Items from a data source:

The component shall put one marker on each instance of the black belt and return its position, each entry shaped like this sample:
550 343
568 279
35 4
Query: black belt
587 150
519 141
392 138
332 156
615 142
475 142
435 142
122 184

Task objective>
With nothing left out, transcribe the records above exactly.

Solution for this problem>
The component shall put one marker on each instance of the black belt and return its position, each entry shaped like this sample:
550 343
568 279
35 4
Query: black belt
587 150
519 141
392 138
332 156
615 142
475 142
435 142
122 184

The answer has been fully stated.